Hace unas semanas estalló la polémica por el “balde laicista” al que aludió el cardenal Daniel Sturla en su mensaje de Nochebuena. El debate ya se había espesado con el reparto de balconeras navideñas, a cuya exhibición no fue ajeno el mismo Presidente de la República.

Aún desde mi agnosticismo, comparto absolutamente la percepción de Sturla. Se ve claramente en nuestra sociedad no solo un rechazo a lo religioso, como errónea consecuencia del anticlericalismo, sino además una actitud vergonzante de muchos católicos, que en estas épocas de relativismos pueriles tratan de no ostentar su fe, para no pecar de anticuados.

Cada vez que en este país la Iglesia sale del templo para opinar o incidir sobre la vida pública, se arma Troya. Siempre hay gente con poder que se arroga el derecho de decidir quién puede opinar y quién no sobre los temas que nos importan a todos.
-=-=-=-=-
> _TAREA 1_: Según el fragmento de opinión sobre el laicismo, ¿quién aludió al "balde laicista" y en qué mensaje lo hizo?
> _TAREA 2_: Prosigue el fragmento de opinión sobre el laicismo a partir de su última oración.

Elementos almacenados:
-=-=-=-=-
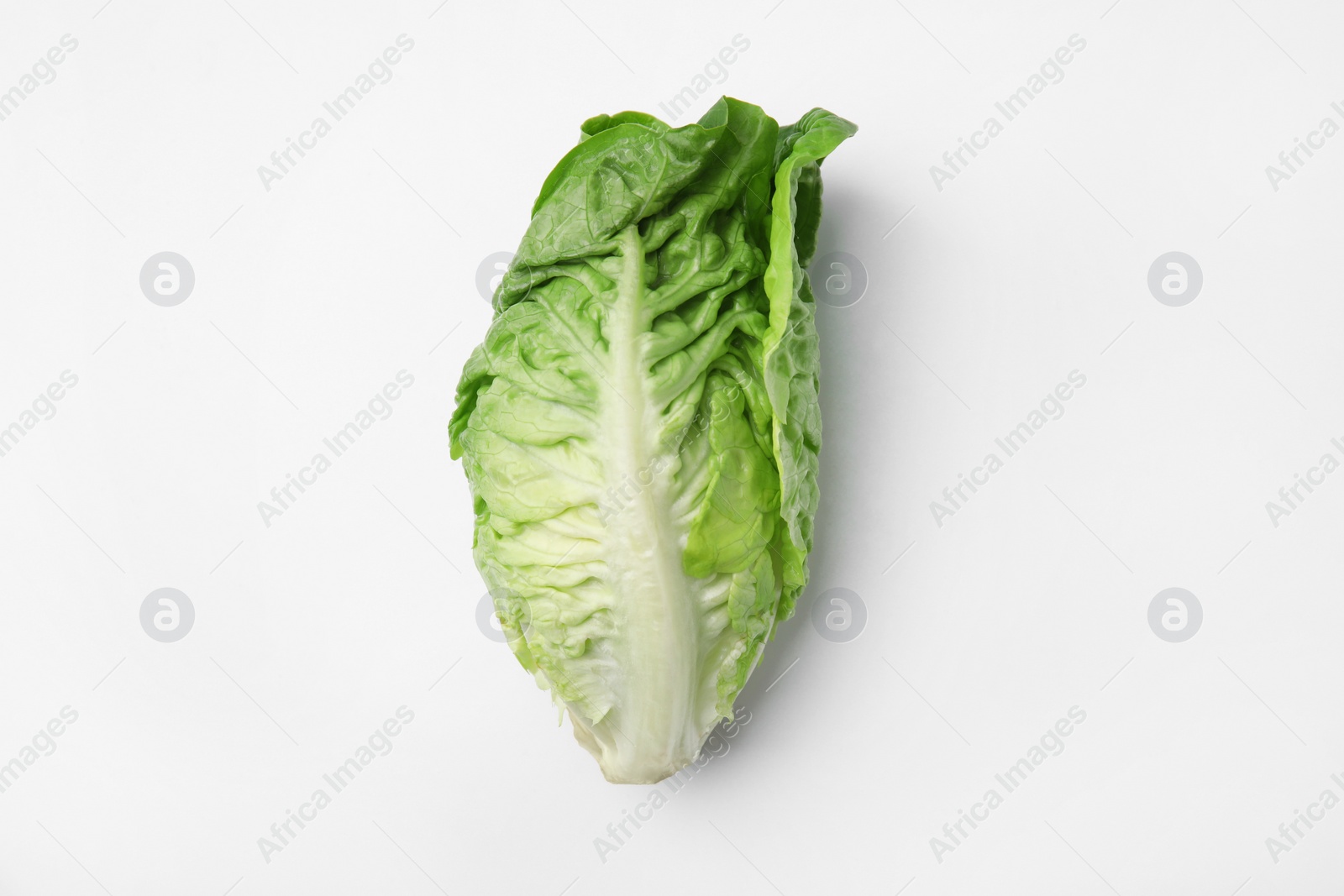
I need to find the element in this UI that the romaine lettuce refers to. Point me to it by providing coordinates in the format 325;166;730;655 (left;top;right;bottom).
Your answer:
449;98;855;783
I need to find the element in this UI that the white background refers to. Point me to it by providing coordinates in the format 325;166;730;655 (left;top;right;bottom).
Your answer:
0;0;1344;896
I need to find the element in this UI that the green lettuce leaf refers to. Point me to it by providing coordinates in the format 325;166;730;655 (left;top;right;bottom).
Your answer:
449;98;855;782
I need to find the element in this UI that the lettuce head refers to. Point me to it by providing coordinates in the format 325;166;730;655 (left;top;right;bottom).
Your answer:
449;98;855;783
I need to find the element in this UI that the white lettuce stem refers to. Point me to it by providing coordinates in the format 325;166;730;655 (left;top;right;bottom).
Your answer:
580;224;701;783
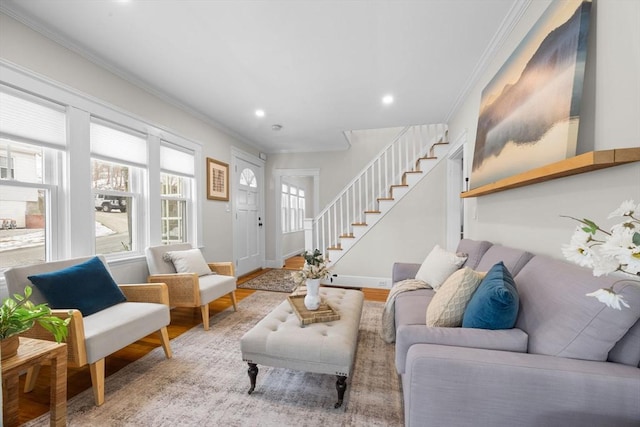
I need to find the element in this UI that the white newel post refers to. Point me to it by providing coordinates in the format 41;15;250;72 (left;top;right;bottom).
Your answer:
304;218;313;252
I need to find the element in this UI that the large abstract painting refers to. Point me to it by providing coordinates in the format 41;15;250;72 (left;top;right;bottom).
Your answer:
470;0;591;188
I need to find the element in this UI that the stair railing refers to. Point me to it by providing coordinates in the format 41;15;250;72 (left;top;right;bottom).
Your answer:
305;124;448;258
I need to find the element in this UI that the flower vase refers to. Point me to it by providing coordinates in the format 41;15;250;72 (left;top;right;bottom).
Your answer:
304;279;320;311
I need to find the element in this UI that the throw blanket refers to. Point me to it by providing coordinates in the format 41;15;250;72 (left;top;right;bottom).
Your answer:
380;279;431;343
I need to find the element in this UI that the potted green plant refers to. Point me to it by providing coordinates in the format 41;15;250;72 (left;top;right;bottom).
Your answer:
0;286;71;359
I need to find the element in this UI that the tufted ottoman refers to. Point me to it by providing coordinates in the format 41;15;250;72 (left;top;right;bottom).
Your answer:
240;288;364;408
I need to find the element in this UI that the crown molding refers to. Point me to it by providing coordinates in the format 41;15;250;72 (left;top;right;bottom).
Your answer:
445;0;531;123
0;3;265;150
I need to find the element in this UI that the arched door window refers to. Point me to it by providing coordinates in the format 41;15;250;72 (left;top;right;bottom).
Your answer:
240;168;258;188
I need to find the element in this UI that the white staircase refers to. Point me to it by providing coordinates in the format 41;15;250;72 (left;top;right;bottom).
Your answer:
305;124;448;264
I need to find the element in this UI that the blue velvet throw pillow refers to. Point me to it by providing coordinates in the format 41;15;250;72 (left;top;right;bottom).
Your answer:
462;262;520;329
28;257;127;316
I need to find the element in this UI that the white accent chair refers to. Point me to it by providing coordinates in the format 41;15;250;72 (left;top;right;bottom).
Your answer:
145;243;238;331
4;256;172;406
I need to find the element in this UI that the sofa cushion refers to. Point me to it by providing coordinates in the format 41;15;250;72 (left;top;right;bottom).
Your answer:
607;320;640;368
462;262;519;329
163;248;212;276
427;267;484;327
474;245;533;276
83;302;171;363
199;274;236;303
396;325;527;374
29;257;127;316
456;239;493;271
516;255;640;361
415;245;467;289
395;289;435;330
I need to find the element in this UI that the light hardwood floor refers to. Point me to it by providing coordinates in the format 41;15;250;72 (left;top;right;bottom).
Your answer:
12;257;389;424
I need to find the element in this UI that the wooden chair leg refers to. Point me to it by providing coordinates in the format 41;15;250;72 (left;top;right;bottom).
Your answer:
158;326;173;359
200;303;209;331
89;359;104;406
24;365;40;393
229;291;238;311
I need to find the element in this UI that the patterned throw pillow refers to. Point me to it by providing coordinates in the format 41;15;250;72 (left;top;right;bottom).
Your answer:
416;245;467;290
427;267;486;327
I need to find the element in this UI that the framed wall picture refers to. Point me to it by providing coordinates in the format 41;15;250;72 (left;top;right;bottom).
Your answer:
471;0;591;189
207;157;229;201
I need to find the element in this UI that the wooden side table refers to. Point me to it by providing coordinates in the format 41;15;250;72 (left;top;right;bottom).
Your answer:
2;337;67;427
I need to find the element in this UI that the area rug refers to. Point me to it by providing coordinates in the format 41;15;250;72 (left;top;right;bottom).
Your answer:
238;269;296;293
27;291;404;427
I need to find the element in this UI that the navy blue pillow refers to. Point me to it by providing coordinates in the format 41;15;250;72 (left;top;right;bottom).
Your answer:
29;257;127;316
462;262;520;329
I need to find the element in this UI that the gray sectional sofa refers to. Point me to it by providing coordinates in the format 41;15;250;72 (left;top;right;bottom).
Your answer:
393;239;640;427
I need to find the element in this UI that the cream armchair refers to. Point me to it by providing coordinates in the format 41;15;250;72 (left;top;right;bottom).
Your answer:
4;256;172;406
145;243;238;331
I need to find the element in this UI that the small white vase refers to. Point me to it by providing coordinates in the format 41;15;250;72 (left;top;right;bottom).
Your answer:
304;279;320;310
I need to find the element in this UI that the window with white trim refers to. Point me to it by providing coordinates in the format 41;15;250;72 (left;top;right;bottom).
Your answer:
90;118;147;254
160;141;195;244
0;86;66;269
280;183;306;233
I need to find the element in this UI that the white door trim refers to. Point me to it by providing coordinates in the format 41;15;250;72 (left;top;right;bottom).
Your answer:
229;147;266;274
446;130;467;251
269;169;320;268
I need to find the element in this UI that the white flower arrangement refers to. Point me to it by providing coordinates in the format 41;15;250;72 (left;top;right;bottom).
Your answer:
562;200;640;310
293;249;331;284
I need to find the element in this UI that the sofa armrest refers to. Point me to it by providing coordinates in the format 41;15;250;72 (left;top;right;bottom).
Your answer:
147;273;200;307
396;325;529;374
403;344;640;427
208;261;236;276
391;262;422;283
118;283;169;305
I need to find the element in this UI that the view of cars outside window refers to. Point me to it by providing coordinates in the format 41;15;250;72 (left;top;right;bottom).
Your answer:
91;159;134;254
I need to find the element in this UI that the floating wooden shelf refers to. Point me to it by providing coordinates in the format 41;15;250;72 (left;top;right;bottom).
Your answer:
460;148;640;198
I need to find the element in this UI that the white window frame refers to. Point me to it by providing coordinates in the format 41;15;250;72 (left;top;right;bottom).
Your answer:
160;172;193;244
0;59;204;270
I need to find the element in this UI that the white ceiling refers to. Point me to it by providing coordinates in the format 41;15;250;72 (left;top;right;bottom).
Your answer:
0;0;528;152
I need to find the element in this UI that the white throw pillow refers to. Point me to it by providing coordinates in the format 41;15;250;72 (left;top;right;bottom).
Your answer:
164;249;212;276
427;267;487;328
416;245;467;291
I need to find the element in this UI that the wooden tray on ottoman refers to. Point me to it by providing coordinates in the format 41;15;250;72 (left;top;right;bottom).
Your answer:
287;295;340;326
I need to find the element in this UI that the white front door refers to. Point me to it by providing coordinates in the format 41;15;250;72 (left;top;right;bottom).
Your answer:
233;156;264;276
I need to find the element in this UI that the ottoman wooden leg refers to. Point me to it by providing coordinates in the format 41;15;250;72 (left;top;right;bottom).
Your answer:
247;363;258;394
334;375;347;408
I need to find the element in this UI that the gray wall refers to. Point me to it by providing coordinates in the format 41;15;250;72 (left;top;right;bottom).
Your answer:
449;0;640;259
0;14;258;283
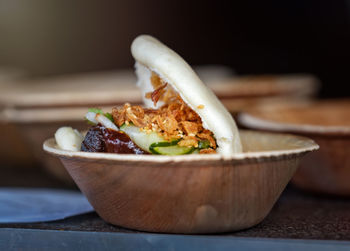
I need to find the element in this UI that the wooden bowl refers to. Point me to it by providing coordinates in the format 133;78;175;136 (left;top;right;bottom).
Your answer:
-=-=-=-=-
> _RESULTADO 1_: El cardenal Daniel Sturla, en su mensaje de Nochebuena.

> _RESULTADO 2_:
Como bien lo han señalado expertos como Pablo Marqués y Álvaro Moré, la iniciativa de las balconeras navideñas fue una fantástica movida de comunicación. En el colmo de la hipocresía, nos quejamos de que algunas familias manifiesten su fe con un cartel, pero celebramos la demencial carrera consumista que pretexta la navidad.

Es verdad lo del balde. Ya van varias generaciones que en lugar de recibir el mensaje tolerante de la laicidad, crecen bajo el prejuicio del laicismo.

No practica la laicidad quien rechaza las creencias ajenas, pretendiendo imponer las propias y menoscabando a quien no las comparte. La verdadera laicidad se funda en el respeto a la pluralidad de ideologías y credos, dejando que se expresen libremente y no poniéndoles otro límite que la Constitución y las leyes.

En lo personal, me hace gracia que las iniciativas de secularización de la Iglesia Católica promuevan tanta indignación, mientras nada se dice de las sectas de telepredicadores que estafan a la gente más vulnerable, con su diezmo obligatorio y venta de productos milagreros.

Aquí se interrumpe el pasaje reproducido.